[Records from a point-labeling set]
▶

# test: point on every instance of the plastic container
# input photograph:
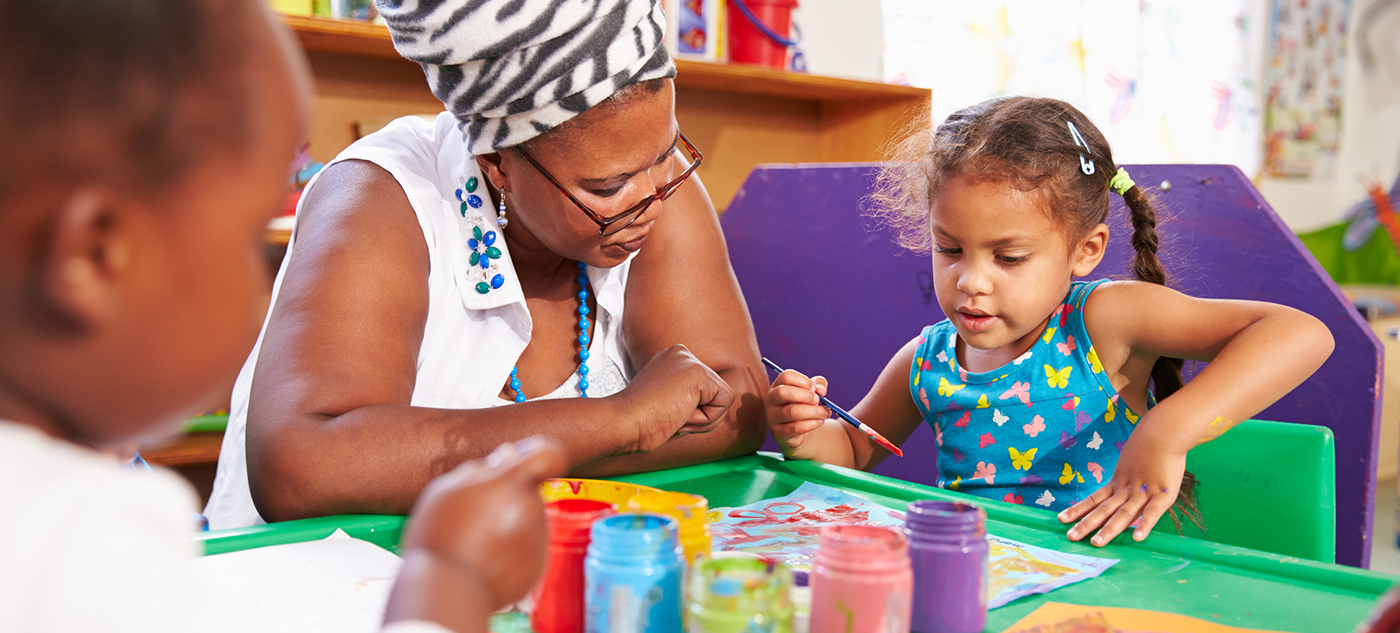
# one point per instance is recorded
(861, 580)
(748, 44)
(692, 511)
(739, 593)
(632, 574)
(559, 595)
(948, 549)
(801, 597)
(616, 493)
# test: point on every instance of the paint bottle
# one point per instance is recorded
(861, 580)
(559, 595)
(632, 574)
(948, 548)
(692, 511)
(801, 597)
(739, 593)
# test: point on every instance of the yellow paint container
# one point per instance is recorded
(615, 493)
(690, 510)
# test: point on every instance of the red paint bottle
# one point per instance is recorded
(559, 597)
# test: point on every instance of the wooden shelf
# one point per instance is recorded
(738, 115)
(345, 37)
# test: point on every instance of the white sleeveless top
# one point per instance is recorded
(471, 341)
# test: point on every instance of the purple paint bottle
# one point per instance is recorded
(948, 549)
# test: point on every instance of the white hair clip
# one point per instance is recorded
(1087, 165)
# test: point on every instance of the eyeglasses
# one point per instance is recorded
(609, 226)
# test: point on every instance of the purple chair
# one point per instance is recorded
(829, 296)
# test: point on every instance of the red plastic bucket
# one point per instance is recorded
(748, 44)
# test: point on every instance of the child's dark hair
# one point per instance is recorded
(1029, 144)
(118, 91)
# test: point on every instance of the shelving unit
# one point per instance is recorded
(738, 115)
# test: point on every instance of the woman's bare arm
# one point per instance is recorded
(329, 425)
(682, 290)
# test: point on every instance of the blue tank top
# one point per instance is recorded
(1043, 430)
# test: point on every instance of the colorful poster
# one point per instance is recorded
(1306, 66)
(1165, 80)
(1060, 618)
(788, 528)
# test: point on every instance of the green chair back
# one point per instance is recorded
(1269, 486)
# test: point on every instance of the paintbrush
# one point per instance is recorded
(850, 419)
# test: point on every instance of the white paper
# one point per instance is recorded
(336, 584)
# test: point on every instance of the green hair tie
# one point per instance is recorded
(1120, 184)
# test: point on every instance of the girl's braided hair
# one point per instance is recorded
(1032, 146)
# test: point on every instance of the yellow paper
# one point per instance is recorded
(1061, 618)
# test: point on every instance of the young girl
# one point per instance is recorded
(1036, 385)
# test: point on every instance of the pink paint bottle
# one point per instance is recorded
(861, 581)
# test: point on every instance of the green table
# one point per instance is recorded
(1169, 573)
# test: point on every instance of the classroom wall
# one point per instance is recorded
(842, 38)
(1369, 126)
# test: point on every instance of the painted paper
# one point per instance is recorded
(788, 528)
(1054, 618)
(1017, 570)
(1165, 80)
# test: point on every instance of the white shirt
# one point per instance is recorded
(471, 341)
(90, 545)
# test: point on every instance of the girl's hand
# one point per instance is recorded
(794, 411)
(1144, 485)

◀

● Objective
Convert every line of the listing above into a Markdown table with the columns Row and Line, giving each line its row number. Omit blank lines and leave the pictures out.

● Finished answer
| Row | Line |
|---|---|
| 1 | # test: point on every instance of the plastic container |
| 2 | # input photograph: |
| 3 | # one point per instance is recorded |
| 4 | (861, 580) |
| 5 | (748, 44) |
| 6 | (692, 511) |
| 7 | (739, 593) |
| 8 | (632, 574) |
| 9 | (559, 595) |
| 10 | (948, 549) |
| 11 | (801, 597) |
| 12 | (616, 493) |
| 13 | # test: point on every instance of the paint bottle |
| 14 | # one point per instance is recorded |
| 15 | (861, 580) |
| 16 | (559, 595) |
| 17 | (632, 574) |
| 18 | (948, 548) |
| 19 | (692, 511) |
| 20 | (801, 597) |
| 21 | (739, 593) |
| 22 | # test: point on every instance of the yellow paint container |
| 23 | # one point per instance is recorded |
| 24 | (615, 493) |
| 25 | (690, 510) |
| 26 | # test: point on every instance of the red paint bottle |
| 27 | # one point per instance is recorded |
| 28 | (559, 597) |
| 29 | # test: point on every instance of the wooden shelf |
| 30 | # one point per instance is recorded |
| 31 | (738, 115) |
| 32 | (345, 37) |
| 33 | # test: point on every instance of the white sleeveless top |
| 34 | # one point per instance is recorded |
| 35 | (471, 341) |
| 36 | # test: point on every instance of the purple paint bottle |
| 37 | # one point per instance is recorded |
| 38 | (948, 549) |
| 39 | # test: point on every instance of the white hair clip |
| 40 | # one point per instance is recorded |
| 41 | (1087, 165) |
| 42 | # test: point on every instance of the eyeglasses |
| 43 | # one point per instance is recorded |
| 44 | (609, 226) |
| 45 | # test: point on every instance of the purple chair |
| 46 | # one point per instance is recorded |
| 47 | (829, 296) |
| 48 | # test: point on every instance of the red plastic bucket |
| 49 | # one point per instance is recorded |
| 50 | (748, 44) |
| 51 | # test: point on every instance of the child's dark hair |
| 52 | # one point per instance is recorded |
| 53 | (1029, 144) |
| 54 | (118, 91) |
| 55 | # test: point on every instance of the shelving unit |
| 56 | # one point per instance is recorded |
| 57 | (738, 115) |
| 58 | # test: point on every instance of the woman's bare arm |
| 59 | # one point per instance is recorded |
| 60 | (329, 425) |
| 61 | (682, 290) |
| 62 | # test: point on every instance of the blue tank top |
| 63 | # one point per instance is recorded |
| 64 | (1043, 430) |
| 65 | # test: point on every instance of the colorful poster |
| 66 | # one point per instance is recorded |
| 67 | (1306, 66) |
| 68 | (1165, 80) |
| 69 | (1060, 618) |
| 70 | (788, 528) |
| 71 | # test: point on every instance of the green chair back |
| 72 | # one point per instance is recorded |
| 73 | (1269, 486) |
| 74 | # test: point on every instance of the paintbrush |
| 75 | # one point per instance is recorded |
| 76 | (850, 419) |
| 77 | # test: point on every instance of the white paper |
| 78 | # one point per instance is recorded |
| 79 | (336, 584) |
| 80 | # test: point on every instance of the green hair tie |
| 81 | # one point per instance is recorded |
| 82 | (1120, 184) |
| 83 | # test: point on every instance of the girl's braided hair |
| 84 | # one point per instance is recorded |
| 85 | (1032, 146) |
| 86 | # test: point on every instance of the yellow paper |
| 87 | # one point per instance is recorded |
| 88 | (1061, 618) |
| 89 | # test: point on every instance of the young girl |
| 90 | # one point per instance is recorded |
| 91 | (1036, 385) |
| 92 | # test: point on every instance of the pink paint bottle |
| 93 | # one point per instance is recorded |
| 94 | (861, 581) |
| 95 | # test: point on every instance of the green table |
| 96 | # one point per instance is recorded |
| 97 | (1169, 573) |
| 98 | # test: point on every instance of the classroom wall |
| 99 | # one point per instance is recorded |
| 100 | (842, 38) |
| 101 | (1369, 126) |
| 102 | # test: point on every instance of the painted paper |
| 103 | # one point per instance is recorded |
| 104 | (788, 528) |
| 105 | (1054, 618) |
| 106 | (1017, 570) |
| 107 | (1165, 80) |
| 108 | # test: point on every instance of the white shirt |
| 109 | # one point per instance is recorded |
| 110 | (471, 341) |
| 111 | (90, 545) |
| 112 | # test: point on every instance of the girl's hand |
| 113 | # one point per instance is recorded |
| 114 | (794, 411) |
| 115 | (1144, 485) |